Exercise goal =>
Transcribe every entry word for word.

[Records drawn from a dataset]
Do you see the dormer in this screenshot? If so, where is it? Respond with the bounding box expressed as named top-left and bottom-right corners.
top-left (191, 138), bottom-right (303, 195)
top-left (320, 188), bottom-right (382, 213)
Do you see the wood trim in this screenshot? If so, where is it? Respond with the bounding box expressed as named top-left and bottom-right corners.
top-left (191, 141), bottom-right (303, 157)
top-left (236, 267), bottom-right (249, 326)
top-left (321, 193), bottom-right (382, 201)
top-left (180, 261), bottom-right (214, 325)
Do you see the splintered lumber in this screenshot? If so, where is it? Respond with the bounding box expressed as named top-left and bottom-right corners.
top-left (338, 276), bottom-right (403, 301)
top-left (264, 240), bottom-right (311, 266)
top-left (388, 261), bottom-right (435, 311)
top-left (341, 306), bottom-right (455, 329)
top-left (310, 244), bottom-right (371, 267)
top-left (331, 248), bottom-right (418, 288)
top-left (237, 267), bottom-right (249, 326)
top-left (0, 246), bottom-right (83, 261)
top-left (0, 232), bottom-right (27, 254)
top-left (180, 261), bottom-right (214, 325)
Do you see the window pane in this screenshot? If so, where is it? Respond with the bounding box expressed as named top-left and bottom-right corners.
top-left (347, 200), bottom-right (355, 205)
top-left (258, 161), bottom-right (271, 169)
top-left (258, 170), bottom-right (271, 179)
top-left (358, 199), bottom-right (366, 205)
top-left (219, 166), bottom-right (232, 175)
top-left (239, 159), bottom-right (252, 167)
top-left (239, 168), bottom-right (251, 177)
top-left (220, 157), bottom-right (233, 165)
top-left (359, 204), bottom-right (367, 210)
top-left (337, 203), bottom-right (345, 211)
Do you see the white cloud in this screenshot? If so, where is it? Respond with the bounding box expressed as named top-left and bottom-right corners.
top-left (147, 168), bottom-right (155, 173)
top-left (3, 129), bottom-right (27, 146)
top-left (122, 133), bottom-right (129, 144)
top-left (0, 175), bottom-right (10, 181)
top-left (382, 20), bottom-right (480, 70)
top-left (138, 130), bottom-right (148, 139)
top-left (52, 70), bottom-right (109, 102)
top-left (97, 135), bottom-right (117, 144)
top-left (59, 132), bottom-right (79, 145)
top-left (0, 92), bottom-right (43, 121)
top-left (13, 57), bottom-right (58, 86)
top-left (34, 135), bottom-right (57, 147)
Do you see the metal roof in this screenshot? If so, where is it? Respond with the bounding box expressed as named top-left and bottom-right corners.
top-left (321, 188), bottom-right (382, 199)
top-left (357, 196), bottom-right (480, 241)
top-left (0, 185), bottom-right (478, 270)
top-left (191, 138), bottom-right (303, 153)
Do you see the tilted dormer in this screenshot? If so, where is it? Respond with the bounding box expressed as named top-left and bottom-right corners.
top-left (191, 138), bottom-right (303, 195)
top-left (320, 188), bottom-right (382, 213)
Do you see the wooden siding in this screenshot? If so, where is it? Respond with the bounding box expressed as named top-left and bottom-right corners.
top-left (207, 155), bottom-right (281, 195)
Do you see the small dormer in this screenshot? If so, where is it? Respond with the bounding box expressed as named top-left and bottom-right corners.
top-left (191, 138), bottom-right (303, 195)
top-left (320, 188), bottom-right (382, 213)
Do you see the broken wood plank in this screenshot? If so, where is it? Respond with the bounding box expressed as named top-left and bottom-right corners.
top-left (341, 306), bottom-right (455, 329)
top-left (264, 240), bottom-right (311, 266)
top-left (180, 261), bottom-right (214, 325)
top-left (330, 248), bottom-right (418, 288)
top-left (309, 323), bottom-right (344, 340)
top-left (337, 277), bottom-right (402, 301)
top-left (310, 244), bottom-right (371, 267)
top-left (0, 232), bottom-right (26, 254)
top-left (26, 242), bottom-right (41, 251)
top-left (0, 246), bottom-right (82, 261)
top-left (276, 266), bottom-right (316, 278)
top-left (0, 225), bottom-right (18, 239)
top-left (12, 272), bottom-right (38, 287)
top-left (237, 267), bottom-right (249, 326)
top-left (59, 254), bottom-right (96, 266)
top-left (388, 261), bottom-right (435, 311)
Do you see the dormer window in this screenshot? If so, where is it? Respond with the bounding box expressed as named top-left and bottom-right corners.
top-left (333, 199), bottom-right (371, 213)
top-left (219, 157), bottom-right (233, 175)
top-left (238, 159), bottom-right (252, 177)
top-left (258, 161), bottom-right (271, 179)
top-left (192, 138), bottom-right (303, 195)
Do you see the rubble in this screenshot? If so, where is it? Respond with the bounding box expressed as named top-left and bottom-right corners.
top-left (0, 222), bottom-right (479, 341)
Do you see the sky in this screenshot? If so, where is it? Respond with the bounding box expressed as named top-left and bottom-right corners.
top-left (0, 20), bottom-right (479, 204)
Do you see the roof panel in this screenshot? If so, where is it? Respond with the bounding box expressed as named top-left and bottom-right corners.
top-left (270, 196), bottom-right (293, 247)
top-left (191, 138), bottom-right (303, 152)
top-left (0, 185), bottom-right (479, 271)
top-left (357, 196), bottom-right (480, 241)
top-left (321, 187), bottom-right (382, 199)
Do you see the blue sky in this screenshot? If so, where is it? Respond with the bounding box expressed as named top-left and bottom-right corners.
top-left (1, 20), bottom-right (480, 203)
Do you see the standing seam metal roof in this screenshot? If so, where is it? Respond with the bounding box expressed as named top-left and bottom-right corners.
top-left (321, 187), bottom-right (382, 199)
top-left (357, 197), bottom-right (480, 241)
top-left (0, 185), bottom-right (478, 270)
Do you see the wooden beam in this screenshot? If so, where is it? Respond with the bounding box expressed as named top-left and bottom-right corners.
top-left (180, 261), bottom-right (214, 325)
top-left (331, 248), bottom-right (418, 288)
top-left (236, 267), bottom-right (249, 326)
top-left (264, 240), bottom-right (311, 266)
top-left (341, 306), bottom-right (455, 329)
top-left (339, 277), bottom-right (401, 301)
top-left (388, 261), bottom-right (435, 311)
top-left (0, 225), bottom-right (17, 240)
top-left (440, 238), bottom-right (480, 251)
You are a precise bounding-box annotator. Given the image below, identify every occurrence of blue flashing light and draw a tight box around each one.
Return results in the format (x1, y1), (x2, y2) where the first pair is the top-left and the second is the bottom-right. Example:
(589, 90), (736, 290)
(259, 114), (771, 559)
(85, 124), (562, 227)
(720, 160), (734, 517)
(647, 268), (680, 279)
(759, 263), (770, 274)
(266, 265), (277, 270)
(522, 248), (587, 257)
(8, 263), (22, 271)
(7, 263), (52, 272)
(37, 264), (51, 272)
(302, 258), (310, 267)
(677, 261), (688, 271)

Solved exercise =>
Do you see the dormer in this screenshot? If so, where is it? Respond with the bounding box expressed as named top-left and bottom-right corners.
top-left (191, 138), bottom-right (303, 195)
top-left (320, 188), bottom-right (382, 213)
Do you see the wood trim in this screenshot? If so, where is it? Respond with the bounding box expressed as named top-left and bottom-right corners.
top-left (191, 141), bottom-right (303, 157)
top-left (236, 267), bottom-right (249, 326)
top-left (321, 193), bottom-right (382, 201)
top-left (180, 261), bottom-right (214, 325)
Do you see the splintered lumber in this screenshot? If so, where is it? Respond with the bounding box expressed as named top-left and bottom-right corners.
top-left (338, 276), bottom-right (403, 301)
top-left (264, 240), bottom-right (311, 266)
top-left (388, 261), bottom-right (435, 311)
top-left (341, 306), bottom-right (455, 329)
top-left (310, 244), bottom-right (371, 267)
top-left (331, 248), bottom-right (418, 288)
top-left (237, 267), bottom-right (249, 326)
top-left (0, 246), bottom-right (83, 261)
top-left (0, 232), bottom-right (27, 254)
top-left (180, 261), bottom-right (214, 325)
Do you see the window pane in this screenshot? If so, where is it? Respond with the bounding box expressed as named top-left and bottom-right corners.
top-left (347, 200), bottom-right (355, 205)
top-left (258, 161), bottom-right (271, 169)
top-left (258, 170), bottom-right (271, 179)
top-left (358, 199), bottom-right (366, 205)
top-left (219, 166), bottom-right (232, 175)
top-left (239, 159), bottom-right (252, 167)
top-left (239, 168), bottom-right (251, 177)
top-left (220, 157), bottom-right (233, 165)
top-left (359, 204), bottom-right (367, 210)
top-left (337, 203), bottom-right (345, 211)
Do you see the white cloud in this screenshot? If so, where is it? Respond with the bounding box expressed as named top-left and bottom-right corners.
top-left (147, 168), bottom-right (155, 173)
top-left (3, 129), bottom-right (27, 146)
top-left (122, 133), bottom-right (129, 144)
top-left (0, 175), bottom-right (10, 181)
top-left (382, 20), bottom-right (480, 70)
top-left (138, 130), bottom-right (148, 139)
top-left (52, 70), bottom-right (109, 102)
top-left (97, 135), bottom-right (117, 144)
top-left (59, 132), bottom-right (79, 145)
top-left (0, 92), bottom-right (43, 121)
top-left (13, 57), bottom-right (58, 86)
top-left (34, 135), bottom-right (57, 147)
Do you see the metal roof in this screenshot? If so, where is it? Respond with the bounding box expressed as named top-left and bottom-right corners.
top-left (321, 188), bottom-right (382, 199)
top-left (357, 196), bottom-right (480, 241)
top-left (0, 185), bottom-right (478, 270)
top-left (191, 138), bottom-right (303, 153)
Do you see the tilted dormer in this screenshot? If so, where is it? Respond with the bounding box expressed as named top-left and bottom-right corners.
top-left (191, 138), bottom-right (303, 195)
top-left (320, 188), bottom-right (382, 213)
Do you see the wooden siding in this screenshot? If so, where is it? Respond with the bounding box expressed as named top-left and bottom-right corners.
top-left (207, 155), bottom-right (281, 195)
Do you see the small dormer in this screenshot? If so, where is it? Respond with the bounding box expressed as named top-left and bottom-right corners.
top-left (191, 138), bottom-right (303, 195)
top-left (320, 188), bottom-right (382, 213)
Do you see the broken wood plank in this screenshot? If so, where is it? Respond with the bounding box expressed as named top-left and bottom-right corners.
top-left (341, 306), bottom-right (455, 329)
top-left (264, 240), bottom-right (311, 266)
top-left (180, 261), bottom-right (214, 325)
top-left (330, 248), bottom-right (418, 288)
top-left (309, 323), bottom-right (344, 340)
top-left (337, 277), bottom-right (402, 301)
top-left (310, 244), bottom-right (371, 267)
top-left (0, 232), bottom-right (26, 254)
top-left (26, 242), bottom-right (41, 251)
top-left (0, 246), bottom-right (82, 261)
top-left (276, 266), bottom-right (316, 278)
top-left (0, 225), bottom-right (18, 239)
top-left (12, 272), bottom-right (38, 287)
top-left (237, 267), bottom-right (249, 326)
top-left (59, 254), bottom-right (96, 266)
top-left (388, 261), bottom-right (435, 311)
Do you see the dormer window in this screenshot? If so, where is it? Respond with the bounding box expressed as named top-left and bottom-right corners.
top-left (333, 199), bottom-right (371, 213)
top-left (219, 157), bottom-right (233, 175)
top-left (238, 159), bottom-right (252, 177)
top-left (258, 161), bottom-right (271, 179)
top-left (192, 138), bottom-right (303, 195)
Do you see the rubble in this screenshot? If so, where is it? Respond with the bounding box expressed as named top-left and bottom-right corners.
top-left (0, 222), bottom-right (479, 341)
Do you see the sky in this screenshot? If so, where is it? Respond with the bounding box expressed as named top-left and bottom-right corners.
top-left (0, 20), bottom-right (479, 204)
Do you see the roof panel in this screenshot? If so, where is it? Respond with the bounding box expressed as named top-left and bottom-right corners.
top-left (270, 196), bottom-right (293, 247)
top-left (191, 138), bottom-right (303, 152)
top-left (0, 185), bottom-right (479, 271)
top-left (357, 196), bottom-right (480, 241)
top-left (321, 187), bottom-right (382, 199)
Do you see the blue sky in this screenshot? If so, where is it? Respond with the bounding box expressed as named top-left and bottom-right corners.
top-left (1, 20), bottom-right (480, 203)
Do you see the standing seam metal roof in this screenshot? If so, where is it? Respond with the bounding box expressed as named top-left and bottom-right corners.
top-left (321, 187), bottom-right (382, 199)
top-left (357, 197), bottom-right (480, 241)
top-left (0, 185), bottom-right (478, 270)
Do you see the wooden beam in this screenshot? If so, where is it? Respond with the bounding box expressed as named top-left and bottom-right corners.
top-left (180, 261), bottom-right (214, 325)
top-left (331, 248), bottom-right (418, 288)
top-left (236, 267), bottom-right (249, 326)
top-left (264, 240), bottom-right (311, 266)
top-left (341, 306), bottom-right (455, 329)
top-left (339, 277), bottom-right (401, 301)
top-left (388, 261), bottom-right (435, 311)
top-left (0, 225), bottom-right (17, 240)
top-left (440, 238), bottom-right (480, 251)
You are a precise bounding-box annotator. Given the image below, identify every occurrence of blue flashing light and draw a tight box around each one.
Return results in the format (x1, y1), (x2, y2) where the first pair is the top-left and the second is the bottom-right. Example:
(589, 90), (736, 290)
(259, 114), (771, 559)
(85, 124), (562, 227)
(720, 160), (734, 517)
(647, 268), (680, 279)
(759, 263), (770, 274)
(266, 265), (277, 270)
(522, 248), (587, 257)
(8, 263), (22, 271)
(7, 263), (52, 272)
(37, 264), (51, 272)
(302, 258), (310, 267)
(677, 261), (688, 271)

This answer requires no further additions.